● **Extract**
================
H-1B Rules from DOL and DHS Set Aside!

On December 1, 2020, the court in Chamber of Commerce v. DHS set aside the DOL regulations and the DHS regulations that were issued without the notice and comment period typically required by the Administrative Procedures Act. We are thrilled about this decision and what it means for our clients. Read on for a summary of the issues at hand and possible next steps!

What was this lawsuit about?

On October 8, 2020, the Department of Labor and Department of Homeland Security each announced rules that significantly affect the H-1B program. Specifically, the DOL rule changes the way in which the DOL calculates the prevailing wage rates. This affects both the H-1B program and the PERM labor certification program. The DHS rule makes several significant changes to the H-1B program including re-defining the term specialty occupation, changing the requirements for the employer-employee relationship, and limiting H-1B validity period to one year for workers placed at third-party client sites.

Both rules were implemented without the notice and comment period that is usually required by the Administrative Procedures Act. In this case, the agencies implemented the new regulations without the notice and comment period by invoking the APA’s good cause exception. The question for the court in this particular case was whether the agencies have shown that the impact of the COVID-19 pandemic justified skipping the notice and comment period. Ultimately, the U.S. District Court in California found that the agencies did not show good cause for the good cause exception to skip the notice and comment period. Therefore the Court set aside the rules.

What happens next?

While this is welcome news for us as immigration professionals, the next steps are not yet clear.
================
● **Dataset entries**
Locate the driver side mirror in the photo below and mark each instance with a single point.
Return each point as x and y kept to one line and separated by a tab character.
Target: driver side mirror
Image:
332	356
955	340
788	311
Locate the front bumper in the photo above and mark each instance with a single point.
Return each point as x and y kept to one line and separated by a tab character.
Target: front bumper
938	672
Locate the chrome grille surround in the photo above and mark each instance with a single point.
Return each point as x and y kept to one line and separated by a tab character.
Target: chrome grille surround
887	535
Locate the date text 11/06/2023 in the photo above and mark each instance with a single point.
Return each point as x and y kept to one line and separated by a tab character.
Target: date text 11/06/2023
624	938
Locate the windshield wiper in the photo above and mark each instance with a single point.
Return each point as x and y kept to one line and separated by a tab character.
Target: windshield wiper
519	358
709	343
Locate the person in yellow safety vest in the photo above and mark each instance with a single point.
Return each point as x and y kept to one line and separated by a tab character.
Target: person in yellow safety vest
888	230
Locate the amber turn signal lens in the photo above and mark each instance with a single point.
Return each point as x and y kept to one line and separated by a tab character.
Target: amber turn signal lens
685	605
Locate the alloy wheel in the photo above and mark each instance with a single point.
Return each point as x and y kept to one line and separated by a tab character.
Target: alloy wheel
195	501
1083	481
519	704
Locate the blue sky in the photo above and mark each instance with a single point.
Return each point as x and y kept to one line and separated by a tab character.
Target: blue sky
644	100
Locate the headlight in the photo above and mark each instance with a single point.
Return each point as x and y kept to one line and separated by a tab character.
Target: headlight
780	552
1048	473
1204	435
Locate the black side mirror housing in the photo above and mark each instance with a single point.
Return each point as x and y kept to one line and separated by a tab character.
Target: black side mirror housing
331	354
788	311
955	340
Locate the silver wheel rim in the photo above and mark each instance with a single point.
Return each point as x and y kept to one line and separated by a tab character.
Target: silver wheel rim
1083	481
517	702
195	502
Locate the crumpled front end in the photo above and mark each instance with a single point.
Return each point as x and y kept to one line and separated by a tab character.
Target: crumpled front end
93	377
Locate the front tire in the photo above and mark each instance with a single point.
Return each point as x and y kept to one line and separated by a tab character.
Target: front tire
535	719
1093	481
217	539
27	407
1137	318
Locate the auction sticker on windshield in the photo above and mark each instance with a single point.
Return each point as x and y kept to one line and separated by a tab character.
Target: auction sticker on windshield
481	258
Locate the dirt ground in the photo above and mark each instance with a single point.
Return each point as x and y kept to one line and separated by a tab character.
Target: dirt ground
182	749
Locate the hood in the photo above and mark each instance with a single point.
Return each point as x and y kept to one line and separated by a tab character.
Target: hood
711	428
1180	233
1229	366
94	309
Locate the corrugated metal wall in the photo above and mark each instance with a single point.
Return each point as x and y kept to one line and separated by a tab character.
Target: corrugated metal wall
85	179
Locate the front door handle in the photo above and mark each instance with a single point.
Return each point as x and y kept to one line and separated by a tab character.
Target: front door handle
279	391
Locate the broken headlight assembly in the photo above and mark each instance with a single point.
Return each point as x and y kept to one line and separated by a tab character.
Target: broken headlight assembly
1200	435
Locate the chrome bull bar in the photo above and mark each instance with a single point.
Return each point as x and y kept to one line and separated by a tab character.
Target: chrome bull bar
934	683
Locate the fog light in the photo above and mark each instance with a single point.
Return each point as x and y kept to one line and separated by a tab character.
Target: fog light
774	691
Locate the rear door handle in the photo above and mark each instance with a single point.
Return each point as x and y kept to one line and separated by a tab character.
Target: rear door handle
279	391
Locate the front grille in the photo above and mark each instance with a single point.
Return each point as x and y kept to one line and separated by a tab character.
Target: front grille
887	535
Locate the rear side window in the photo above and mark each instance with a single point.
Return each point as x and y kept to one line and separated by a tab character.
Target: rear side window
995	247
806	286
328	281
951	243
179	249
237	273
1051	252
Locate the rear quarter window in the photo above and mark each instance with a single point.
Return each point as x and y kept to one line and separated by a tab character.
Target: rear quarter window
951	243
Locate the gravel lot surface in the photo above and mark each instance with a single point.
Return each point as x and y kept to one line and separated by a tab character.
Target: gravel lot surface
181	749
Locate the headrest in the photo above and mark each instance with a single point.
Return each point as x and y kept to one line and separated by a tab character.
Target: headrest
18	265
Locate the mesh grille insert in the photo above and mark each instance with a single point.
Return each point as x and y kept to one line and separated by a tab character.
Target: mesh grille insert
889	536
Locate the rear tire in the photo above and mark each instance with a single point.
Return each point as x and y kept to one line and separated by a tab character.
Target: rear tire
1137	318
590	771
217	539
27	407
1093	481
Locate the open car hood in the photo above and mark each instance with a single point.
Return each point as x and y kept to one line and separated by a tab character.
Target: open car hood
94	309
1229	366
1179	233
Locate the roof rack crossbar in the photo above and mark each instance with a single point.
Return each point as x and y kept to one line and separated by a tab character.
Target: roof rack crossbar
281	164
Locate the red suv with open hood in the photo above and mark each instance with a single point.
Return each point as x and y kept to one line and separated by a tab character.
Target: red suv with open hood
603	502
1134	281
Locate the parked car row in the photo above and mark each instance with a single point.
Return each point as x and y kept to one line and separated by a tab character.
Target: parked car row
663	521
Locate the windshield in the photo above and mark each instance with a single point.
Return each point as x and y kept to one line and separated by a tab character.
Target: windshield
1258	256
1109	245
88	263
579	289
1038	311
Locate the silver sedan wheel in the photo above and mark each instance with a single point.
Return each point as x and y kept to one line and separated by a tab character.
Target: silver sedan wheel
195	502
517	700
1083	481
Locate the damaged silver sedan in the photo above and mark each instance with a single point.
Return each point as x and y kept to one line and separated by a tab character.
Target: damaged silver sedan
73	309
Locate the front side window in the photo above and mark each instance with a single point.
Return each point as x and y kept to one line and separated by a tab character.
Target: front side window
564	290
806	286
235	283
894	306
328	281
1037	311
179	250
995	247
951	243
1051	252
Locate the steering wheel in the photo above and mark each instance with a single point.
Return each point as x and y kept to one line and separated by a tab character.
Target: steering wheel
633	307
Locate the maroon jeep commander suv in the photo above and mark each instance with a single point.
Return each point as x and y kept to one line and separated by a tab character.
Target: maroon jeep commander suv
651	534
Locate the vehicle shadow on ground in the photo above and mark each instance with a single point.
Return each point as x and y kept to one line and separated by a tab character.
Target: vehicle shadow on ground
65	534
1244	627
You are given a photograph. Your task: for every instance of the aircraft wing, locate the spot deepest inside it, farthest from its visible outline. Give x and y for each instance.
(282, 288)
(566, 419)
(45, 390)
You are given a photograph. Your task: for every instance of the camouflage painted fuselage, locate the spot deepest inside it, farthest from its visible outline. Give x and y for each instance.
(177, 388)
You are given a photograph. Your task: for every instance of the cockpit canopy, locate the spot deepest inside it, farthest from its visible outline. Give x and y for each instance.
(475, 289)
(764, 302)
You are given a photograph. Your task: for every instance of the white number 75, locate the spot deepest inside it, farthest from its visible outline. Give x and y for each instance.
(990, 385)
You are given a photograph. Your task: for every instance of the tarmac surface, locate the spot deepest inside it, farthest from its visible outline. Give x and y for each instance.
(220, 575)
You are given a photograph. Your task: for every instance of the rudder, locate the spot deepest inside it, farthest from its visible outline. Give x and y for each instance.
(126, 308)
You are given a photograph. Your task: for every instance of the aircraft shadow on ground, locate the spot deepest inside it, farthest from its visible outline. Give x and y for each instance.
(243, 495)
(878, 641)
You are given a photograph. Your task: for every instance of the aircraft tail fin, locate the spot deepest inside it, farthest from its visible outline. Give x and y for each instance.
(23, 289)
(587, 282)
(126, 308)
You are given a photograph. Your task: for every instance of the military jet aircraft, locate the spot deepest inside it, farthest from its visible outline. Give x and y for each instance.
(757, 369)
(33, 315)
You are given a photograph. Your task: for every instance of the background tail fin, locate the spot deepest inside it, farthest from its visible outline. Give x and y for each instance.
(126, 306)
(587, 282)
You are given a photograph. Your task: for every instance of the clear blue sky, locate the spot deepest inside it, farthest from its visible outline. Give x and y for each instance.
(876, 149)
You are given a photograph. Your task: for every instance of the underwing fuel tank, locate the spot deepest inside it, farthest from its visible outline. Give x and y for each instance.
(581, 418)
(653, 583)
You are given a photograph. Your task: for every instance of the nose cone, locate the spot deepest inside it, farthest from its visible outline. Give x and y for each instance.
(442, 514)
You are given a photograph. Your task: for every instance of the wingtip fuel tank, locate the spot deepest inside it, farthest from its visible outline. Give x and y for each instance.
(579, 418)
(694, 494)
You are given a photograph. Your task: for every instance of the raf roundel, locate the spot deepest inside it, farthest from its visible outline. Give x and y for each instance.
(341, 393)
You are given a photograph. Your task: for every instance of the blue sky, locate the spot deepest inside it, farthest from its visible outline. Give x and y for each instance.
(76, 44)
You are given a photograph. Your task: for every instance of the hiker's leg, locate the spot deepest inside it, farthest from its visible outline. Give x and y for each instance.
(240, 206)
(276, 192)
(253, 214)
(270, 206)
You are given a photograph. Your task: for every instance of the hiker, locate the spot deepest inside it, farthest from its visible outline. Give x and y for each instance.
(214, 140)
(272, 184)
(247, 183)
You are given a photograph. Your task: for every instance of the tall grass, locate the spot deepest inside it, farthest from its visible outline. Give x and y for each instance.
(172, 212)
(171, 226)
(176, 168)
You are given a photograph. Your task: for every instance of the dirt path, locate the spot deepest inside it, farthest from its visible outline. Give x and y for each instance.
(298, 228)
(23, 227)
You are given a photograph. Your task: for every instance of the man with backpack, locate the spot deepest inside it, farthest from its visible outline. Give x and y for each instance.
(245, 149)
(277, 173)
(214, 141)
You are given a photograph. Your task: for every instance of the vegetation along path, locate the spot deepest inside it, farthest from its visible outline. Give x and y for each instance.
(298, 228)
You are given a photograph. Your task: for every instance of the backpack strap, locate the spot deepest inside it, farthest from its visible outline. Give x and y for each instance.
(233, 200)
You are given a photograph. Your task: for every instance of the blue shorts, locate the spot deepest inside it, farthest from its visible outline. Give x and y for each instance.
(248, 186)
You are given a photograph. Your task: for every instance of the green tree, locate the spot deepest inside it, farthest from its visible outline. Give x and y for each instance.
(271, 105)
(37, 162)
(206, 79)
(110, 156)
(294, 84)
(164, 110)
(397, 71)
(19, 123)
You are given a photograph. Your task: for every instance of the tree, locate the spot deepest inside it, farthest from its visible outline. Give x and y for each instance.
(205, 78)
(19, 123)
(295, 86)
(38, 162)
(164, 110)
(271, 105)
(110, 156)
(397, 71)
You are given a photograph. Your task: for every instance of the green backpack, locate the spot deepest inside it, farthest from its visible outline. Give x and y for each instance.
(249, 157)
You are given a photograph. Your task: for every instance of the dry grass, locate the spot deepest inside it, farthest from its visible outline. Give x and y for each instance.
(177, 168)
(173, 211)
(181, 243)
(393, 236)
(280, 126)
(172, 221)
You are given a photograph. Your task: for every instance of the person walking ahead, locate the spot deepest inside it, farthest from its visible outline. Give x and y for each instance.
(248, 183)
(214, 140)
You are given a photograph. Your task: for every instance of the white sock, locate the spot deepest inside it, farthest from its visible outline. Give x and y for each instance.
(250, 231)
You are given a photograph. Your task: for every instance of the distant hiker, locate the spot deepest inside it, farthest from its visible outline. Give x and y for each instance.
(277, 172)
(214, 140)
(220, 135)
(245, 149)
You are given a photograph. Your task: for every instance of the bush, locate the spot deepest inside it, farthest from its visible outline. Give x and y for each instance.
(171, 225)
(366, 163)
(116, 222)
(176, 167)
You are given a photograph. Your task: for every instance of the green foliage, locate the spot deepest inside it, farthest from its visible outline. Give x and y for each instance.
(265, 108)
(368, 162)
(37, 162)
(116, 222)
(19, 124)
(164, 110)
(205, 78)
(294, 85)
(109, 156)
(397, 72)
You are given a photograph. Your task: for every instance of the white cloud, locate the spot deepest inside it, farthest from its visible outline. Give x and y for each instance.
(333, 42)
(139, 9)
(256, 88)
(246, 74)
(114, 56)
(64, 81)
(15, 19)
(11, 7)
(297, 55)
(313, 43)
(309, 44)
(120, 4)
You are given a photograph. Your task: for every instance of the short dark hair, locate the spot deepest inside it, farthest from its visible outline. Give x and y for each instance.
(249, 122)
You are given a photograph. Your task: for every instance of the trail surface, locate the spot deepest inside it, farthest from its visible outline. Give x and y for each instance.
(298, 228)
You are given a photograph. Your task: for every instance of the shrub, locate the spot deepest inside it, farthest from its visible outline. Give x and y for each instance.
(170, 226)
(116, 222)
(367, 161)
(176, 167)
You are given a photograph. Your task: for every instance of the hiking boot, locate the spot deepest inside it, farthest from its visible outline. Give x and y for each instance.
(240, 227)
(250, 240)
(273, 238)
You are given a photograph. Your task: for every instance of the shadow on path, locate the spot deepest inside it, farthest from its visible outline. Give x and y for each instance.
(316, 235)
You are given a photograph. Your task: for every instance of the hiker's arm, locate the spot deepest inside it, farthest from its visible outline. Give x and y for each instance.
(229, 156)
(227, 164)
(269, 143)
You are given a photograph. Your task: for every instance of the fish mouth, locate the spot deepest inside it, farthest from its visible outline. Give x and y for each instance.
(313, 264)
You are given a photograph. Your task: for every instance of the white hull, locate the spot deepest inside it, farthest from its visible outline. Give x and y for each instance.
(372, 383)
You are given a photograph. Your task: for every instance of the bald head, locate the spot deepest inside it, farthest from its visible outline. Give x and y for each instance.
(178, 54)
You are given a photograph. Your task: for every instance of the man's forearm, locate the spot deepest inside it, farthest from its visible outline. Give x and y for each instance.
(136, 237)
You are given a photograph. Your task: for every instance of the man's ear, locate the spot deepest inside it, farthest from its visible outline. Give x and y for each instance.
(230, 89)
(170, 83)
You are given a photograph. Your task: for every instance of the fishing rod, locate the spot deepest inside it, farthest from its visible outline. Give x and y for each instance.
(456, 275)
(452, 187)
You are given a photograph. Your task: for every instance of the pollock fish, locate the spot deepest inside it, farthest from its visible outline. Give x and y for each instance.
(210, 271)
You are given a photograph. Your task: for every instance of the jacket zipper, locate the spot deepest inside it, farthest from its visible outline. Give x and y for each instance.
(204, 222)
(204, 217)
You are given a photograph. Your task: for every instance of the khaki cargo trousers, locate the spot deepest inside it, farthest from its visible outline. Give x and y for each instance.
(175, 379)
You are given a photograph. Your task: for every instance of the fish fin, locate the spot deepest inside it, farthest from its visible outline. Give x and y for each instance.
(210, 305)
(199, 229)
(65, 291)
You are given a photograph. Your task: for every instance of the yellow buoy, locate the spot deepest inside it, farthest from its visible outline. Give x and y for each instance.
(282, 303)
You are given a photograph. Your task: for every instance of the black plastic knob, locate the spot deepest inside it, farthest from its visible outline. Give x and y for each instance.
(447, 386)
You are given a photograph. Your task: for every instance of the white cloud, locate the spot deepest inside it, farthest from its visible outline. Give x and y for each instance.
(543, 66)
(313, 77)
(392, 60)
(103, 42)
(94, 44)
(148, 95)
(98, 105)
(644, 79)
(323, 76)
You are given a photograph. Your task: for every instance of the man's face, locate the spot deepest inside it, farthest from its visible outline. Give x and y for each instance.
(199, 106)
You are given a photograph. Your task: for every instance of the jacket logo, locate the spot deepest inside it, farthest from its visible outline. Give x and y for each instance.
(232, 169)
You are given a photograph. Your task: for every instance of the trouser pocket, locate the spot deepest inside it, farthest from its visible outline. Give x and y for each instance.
================
● **Tasks and exercises**
1. In the article on the H-1B rules, on what date did the court in Chamber of Commerce v. DHS set aside the DOL and DHS regulations?
2. Write the next part of the article on the H-1B rules, picking up after its final sentence.

● **Responses per task**
1. December 1, 2020.

2.
  1. It is possible that the government would try to appeal the Court’s decision.
  2. Or it is possible that the government would try to implement new rules following the APA notice and comment period requirements.
  3. At this time, we do not have instructions as to how this decision will be implemented by the agencies, especially the DOL. That is, it’s not clear what will happen with prevailing wage determinations that were issued while the higher wage structure was in place, and it’s not clear as of right now whether DOL will certify LCAs (labor condition applications) with the old wage structure.

We will continue to keep our clients informed about further developments on these rules and the implementation of the court order. In the meantime, we are excited about this decision, and we’re optimistic about other positive changes coming with the new administration!

If you need help navigating this process with confidence, please contact us today to get the process underway! We are immigration lawyers in Richmond, VA but we serve clients throughout the U.S. and around the world. You can call us at 804-396-3412 or send us an email to info@sumnerimmigration.com. We look forward to hearing from you.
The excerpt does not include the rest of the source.